* Provided text
- Opening Delimiter -

Who was in charge of the trial for this type of experimental medicine? How does ‘base editing’ aid in the treatment of cancerous T-cells? What is the mechanism of the CRISPR-cas9 system? Was the treatment completely effective? Does base editing also treat blood disorders?
Scientists in the United Kingdom testing a new form of cancer therapy reported success in Alyssia, a teenage girl with T-cell acute lymphoblastic leukaemia.
What exactly happens in this sort of Cancer?
T-cells, white blood cells adapted to hunt and neutralize threats to the body, turn against the body in this type of blood cancer, eliminating good cells that ordinarily aid in immunity. The disease progresses quickly and is usually treated with chemotherapy and radiation therapy.
What exactly is ‘Base Editing?’
The genetic code of a person is made up of numerous permutations of four bases: adenine (A), guanine (G), cytosine (C), and thymine (T). Sequences of these bases, like letters in the alphabet, spell out genes, which are instructions for producing the wide range of proteins required for the body’s functions. In Alyssia’s case, her T-cells had become malignant, possibly due to a misalignment in the sequence of bases. A method to fix this misalignment could result in a stronger immune system.
A technology that allows genes to be tweaked and faults to be ‘corrected’ has enthralled the world of biomedical engineering during the last two decades. The CRISPR-cas9 technique has proven to be the most popular of these technologies.
The CRISPR-Cas 9 system is based on how certain bacteria defend themselves against viruses by snipping and storing portions of their genes. It comprises an enzyme that operates like molecular scissors. It can be designed to cut a portion of DNA at a certain spot, and a guide RNA can be used to insert a different genetic code at the incision locations.
While there are several methods for making such alterations, the CRISPR-cas9 system is thought to be the quickest and most adaptable. David Liu of the Broad Institute in Massachusetts has improved the CRISPR-cas9 system to directly change particular bases: for example, a C may be transformed into a G, and a T can be changed into an A.

- Closing Delimiter -

* What you should do
Answer these questions using the base editing article.
1. What disease did Alyssia have?
2. Which four bases make up a person's genetic code?
3. At which institute does David Liu work?

* Data listing
- Opening Delimiter -

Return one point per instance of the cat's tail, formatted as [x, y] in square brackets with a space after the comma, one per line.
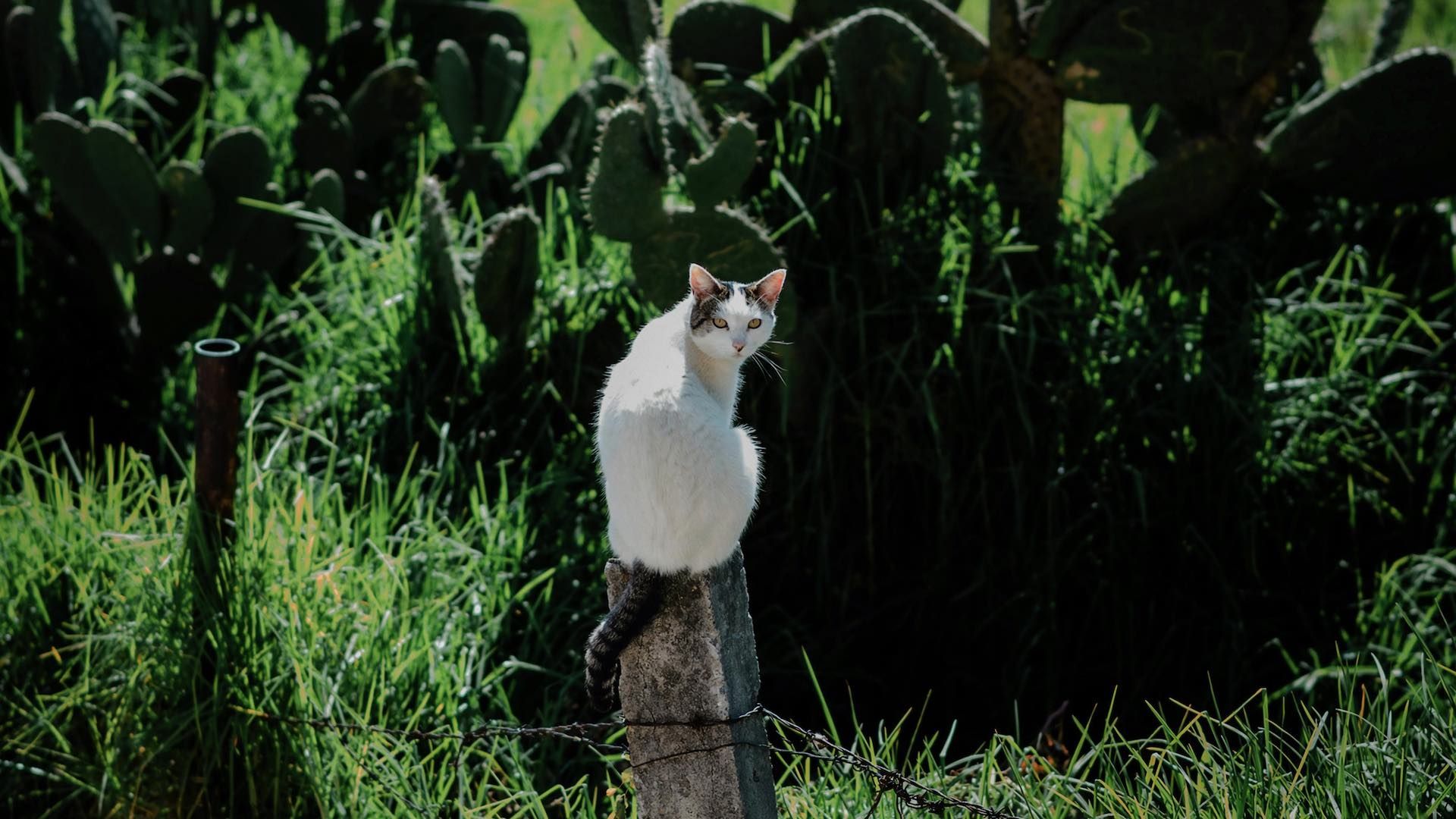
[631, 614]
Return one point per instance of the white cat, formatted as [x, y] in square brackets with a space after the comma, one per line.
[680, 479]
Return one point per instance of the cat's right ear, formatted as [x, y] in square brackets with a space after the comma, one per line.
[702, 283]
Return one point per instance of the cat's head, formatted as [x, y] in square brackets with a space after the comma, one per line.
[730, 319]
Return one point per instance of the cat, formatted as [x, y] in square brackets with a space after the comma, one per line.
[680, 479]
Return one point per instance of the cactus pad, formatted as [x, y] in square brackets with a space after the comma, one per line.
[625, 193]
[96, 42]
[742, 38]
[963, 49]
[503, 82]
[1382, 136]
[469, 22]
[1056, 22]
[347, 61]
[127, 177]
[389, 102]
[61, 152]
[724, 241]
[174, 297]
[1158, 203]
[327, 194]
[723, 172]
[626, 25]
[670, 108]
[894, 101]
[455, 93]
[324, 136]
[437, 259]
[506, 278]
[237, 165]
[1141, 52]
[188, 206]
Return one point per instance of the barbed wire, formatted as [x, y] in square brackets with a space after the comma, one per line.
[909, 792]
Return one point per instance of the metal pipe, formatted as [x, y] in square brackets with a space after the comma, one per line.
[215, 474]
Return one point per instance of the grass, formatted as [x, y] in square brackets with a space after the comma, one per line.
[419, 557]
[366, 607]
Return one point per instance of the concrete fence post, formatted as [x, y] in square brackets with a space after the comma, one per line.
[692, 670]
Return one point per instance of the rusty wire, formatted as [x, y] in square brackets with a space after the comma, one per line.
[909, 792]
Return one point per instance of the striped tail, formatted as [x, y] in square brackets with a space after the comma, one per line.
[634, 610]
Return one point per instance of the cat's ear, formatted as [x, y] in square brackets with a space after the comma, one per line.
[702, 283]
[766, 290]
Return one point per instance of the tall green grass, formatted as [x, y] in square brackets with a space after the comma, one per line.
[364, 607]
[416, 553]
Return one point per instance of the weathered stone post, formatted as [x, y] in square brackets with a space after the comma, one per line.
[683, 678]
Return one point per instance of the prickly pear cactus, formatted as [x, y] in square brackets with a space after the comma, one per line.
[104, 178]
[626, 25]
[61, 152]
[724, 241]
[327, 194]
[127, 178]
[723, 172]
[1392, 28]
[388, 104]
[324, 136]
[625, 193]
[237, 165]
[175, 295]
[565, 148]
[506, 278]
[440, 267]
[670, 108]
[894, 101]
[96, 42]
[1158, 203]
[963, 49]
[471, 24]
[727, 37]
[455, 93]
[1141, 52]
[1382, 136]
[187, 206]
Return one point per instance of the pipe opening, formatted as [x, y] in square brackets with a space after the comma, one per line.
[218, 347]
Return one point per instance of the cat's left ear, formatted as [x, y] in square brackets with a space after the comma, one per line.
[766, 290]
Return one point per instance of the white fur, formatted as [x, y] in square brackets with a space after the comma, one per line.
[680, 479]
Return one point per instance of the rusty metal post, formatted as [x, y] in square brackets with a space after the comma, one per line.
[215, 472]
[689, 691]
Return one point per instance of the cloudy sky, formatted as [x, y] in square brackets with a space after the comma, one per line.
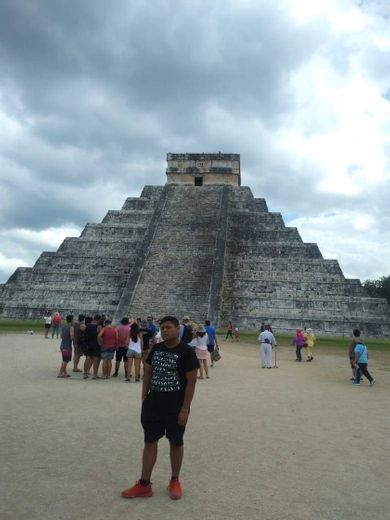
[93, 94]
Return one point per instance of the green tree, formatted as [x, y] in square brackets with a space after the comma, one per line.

- Closing Delimiter -

* Solution to this exercise
1. T-cell acute lymphoblastic leukaemia.
2. Adenine (A), guanine (G), cytosine (C), and thymine (T).
3. The Broad Institute in Massachusetts.